> _BRIEF_
Find every line below where the string "wall" shows up, and copy those lines.

> _INPUT DATA_
○ ○ ○ ○
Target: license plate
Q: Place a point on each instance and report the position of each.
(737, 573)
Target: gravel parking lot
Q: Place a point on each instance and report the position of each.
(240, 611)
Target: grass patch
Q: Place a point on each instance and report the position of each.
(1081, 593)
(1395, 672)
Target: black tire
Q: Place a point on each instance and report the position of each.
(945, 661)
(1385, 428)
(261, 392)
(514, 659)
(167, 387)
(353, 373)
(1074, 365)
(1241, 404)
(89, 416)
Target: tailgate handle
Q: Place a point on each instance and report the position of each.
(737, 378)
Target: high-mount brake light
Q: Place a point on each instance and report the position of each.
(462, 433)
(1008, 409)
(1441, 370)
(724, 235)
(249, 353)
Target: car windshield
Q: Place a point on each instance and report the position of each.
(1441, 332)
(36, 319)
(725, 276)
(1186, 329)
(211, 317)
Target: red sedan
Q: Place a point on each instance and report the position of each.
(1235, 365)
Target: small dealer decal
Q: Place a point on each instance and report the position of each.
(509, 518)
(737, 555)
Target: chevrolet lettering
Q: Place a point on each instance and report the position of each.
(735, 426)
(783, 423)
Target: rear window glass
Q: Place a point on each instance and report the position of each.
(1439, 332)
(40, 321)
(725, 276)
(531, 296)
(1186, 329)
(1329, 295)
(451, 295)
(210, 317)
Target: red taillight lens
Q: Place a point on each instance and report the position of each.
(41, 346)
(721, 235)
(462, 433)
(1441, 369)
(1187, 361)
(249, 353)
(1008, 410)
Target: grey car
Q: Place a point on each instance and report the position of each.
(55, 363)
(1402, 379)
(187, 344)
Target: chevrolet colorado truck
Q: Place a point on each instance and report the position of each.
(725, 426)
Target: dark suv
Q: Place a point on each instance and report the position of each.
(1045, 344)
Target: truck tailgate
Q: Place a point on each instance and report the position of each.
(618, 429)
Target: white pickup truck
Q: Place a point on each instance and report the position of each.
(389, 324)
○ ○ ○ ○
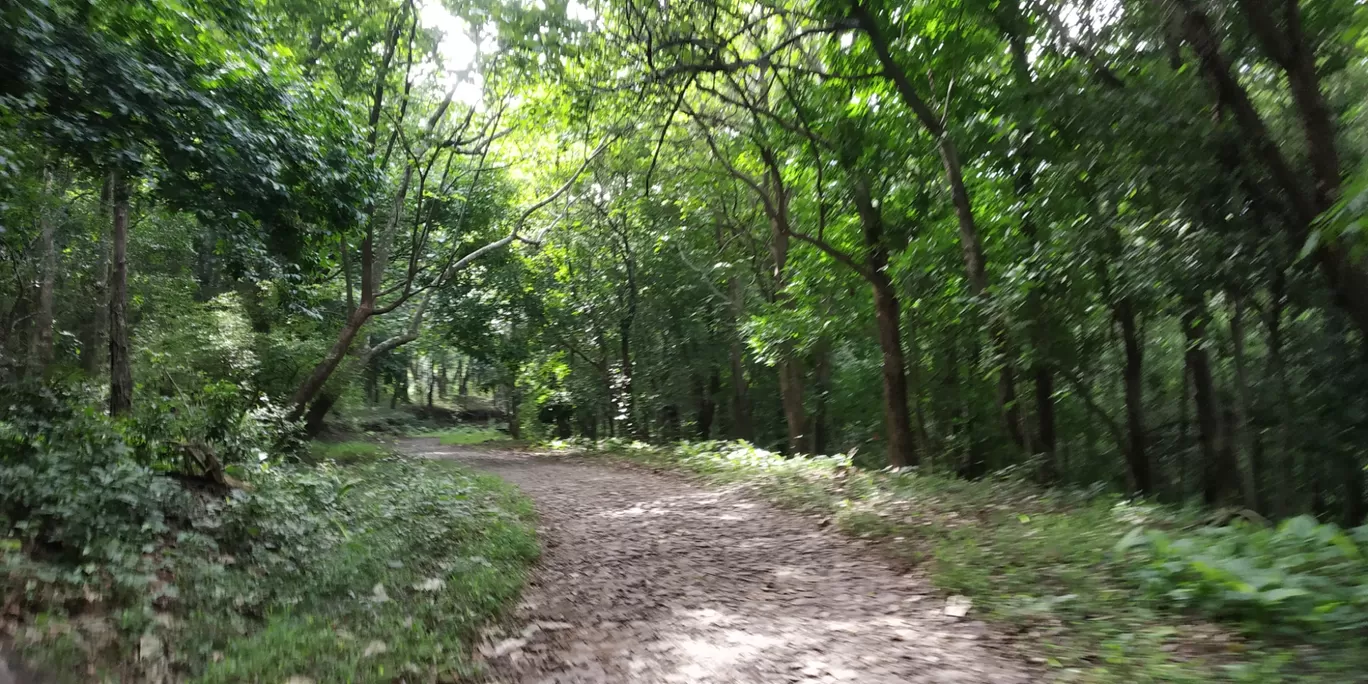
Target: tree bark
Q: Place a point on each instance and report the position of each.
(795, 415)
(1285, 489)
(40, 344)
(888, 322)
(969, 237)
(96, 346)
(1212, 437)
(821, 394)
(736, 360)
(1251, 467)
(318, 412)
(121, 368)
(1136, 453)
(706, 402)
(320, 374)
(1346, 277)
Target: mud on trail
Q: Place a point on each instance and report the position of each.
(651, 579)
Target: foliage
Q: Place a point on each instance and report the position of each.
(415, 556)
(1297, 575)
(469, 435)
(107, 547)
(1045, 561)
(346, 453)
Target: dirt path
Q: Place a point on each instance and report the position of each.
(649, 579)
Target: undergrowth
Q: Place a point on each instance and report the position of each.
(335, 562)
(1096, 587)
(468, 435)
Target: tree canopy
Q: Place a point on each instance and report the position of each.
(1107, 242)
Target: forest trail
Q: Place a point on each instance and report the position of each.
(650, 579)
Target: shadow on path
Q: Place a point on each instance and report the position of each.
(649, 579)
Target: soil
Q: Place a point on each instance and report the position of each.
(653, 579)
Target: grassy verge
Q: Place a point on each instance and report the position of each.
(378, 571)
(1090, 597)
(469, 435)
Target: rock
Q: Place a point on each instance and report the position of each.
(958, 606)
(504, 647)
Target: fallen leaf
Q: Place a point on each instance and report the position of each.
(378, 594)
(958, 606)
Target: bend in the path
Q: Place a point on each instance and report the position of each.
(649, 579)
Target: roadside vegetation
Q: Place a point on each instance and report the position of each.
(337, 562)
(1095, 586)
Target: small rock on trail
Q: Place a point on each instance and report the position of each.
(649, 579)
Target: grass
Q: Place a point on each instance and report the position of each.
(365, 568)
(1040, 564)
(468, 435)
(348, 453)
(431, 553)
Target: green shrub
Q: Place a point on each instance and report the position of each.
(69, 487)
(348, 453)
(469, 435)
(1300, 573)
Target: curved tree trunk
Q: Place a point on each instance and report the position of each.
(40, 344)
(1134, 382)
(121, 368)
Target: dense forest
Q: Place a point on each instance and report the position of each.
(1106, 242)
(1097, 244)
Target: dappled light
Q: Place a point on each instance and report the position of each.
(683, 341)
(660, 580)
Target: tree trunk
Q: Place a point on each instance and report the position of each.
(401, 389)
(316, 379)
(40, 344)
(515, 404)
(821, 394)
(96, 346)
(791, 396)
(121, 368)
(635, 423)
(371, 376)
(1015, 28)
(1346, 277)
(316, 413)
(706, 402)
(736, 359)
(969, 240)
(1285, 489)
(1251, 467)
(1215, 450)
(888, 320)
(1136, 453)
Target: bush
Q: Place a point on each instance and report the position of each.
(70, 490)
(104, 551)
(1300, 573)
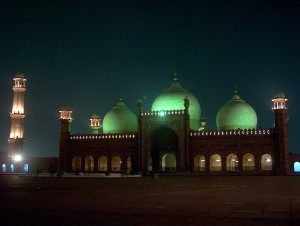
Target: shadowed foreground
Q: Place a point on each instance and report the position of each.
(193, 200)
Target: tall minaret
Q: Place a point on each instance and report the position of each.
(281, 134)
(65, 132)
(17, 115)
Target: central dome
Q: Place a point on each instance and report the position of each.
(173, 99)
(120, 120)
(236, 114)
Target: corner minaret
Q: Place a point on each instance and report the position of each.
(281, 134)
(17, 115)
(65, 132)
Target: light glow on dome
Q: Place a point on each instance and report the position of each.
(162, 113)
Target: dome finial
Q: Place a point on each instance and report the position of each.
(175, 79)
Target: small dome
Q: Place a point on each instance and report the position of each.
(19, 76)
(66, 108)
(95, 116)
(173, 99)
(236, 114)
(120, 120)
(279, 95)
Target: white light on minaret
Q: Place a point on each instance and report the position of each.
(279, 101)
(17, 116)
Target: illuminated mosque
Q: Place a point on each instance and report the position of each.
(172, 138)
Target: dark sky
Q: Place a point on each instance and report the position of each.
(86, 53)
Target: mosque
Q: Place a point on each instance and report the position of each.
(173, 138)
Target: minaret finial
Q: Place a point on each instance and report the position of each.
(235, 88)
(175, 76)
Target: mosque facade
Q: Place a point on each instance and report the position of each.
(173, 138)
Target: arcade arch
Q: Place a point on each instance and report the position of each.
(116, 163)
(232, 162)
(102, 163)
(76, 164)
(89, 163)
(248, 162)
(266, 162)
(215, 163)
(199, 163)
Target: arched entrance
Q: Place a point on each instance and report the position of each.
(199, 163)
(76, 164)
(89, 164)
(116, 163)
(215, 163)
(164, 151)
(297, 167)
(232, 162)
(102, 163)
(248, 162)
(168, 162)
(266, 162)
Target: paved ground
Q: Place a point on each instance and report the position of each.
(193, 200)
○ ○ ○ ○
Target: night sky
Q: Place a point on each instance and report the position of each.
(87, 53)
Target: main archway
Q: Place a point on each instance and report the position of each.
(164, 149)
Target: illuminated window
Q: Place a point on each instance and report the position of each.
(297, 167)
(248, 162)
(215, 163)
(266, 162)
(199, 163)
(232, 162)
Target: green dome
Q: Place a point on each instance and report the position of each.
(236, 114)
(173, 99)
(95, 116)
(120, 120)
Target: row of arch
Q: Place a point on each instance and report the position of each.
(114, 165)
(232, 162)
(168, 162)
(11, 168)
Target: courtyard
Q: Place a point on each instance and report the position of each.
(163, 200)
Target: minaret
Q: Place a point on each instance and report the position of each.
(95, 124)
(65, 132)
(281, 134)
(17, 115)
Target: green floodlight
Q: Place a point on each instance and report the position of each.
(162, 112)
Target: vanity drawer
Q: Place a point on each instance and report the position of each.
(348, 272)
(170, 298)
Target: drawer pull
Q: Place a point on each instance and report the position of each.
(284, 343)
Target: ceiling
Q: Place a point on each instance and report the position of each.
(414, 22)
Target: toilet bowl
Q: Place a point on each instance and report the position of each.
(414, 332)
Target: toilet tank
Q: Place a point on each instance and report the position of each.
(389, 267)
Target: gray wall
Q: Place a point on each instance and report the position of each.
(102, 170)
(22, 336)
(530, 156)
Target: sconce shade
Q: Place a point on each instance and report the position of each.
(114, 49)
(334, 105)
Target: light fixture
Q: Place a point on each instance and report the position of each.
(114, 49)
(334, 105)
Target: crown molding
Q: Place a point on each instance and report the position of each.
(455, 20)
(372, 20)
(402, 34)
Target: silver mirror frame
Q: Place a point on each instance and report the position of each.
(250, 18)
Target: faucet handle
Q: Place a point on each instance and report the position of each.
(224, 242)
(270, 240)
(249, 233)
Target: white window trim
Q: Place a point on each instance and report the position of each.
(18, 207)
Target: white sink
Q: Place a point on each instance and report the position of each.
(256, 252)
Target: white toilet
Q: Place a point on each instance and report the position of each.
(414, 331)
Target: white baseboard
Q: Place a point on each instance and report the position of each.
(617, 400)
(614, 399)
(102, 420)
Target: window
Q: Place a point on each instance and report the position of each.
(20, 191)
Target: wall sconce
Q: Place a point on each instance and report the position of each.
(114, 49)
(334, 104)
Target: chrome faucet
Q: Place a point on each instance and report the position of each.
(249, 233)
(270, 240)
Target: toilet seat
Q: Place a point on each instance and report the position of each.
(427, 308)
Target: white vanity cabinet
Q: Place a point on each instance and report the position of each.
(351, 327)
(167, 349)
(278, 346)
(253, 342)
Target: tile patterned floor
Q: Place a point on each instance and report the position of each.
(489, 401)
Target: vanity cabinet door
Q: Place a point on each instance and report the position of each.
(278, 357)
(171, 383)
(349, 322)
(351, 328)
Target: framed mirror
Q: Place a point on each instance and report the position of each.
○ ○ ○ ○
> _ANSWER_
Target: gray wall
Target: wall sconce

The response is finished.